EXERCISE BRIEF
Pick up the news report on South Africa's first cholera death in more than ten years and keep writing it, starting after its last sentence.

South African health authorities on Thursday announced the country’s first cholera death in more than a decade.
Cholera is not endemic in South Africa, which has since early February recorded five cases.
The first two of those were imported from Malawi which is buckling under its deadliest cholera outbreak in decades.
The victim in South Africa is a 24-year-old man from Benoni, a district east of Johannesburg.
He had no history of travel outside the country and died in hospital on Sunday, according to a statement from Health Minister Joe Phaahla’s office.
Laboratory results later confirmed he had cholera.
South Africa last suffered an outbreak of the waterborne disease between 2008 and 2009, when around 12,000 cases were recorded after a huge outbreak in neighbouring Zimbabwe.

SUPPLIED DATA
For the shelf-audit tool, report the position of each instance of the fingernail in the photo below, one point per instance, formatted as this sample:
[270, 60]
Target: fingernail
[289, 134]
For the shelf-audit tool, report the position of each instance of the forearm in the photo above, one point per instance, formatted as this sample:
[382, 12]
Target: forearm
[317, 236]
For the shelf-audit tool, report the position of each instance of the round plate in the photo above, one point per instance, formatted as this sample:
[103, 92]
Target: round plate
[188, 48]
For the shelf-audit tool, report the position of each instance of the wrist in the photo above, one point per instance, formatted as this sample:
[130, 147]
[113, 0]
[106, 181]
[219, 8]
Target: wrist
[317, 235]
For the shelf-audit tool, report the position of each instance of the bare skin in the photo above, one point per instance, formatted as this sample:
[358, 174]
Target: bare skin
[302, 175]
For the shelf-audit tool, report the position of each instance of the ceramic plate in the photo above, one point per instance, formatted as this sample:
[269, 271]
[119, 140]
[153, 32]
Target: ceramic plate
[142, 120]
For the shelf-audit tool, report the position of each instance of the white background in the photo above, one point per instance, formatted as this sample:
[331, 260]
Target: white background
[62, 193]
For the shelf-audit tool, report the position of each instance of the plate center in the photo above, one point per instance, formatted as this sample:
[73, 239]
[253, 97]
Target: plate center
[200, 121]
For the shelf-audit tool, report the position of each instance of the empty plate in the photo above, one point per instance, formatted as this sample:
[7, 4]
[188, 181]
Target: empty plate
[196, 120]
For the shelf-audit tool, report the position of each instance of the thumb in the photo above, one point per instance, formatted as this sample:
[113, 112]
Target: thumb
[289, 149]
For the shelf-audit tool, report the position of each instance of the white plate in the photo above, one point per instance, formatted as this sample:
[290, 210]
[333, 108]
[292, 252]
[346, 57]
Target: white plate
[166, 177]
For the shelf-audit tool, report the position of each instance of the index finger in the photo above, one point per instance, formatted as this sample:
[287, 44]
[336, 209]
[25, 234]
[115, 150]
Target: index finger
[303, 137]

EXERCISE ANSWER
This time the disease spread from Malawi where at least 1,400 people have died out of nearly 45,000 cases reported since March 2022, according to the United Nations.
Other southern African countries including Mozambique, Zambia and Zimbabwe recently recorded cases.
World Health Organization chief Tedros Adhanom Ghebreyesus told reporters two weeks ago that there were 23 countries experiencing cholera outbreaks, with a further 20 nations that share land borders with them at risk.
Cholera, which causes diarrhoea and vomiting, is contracted from a bacterium that is generally transmitted through contaminated food or water.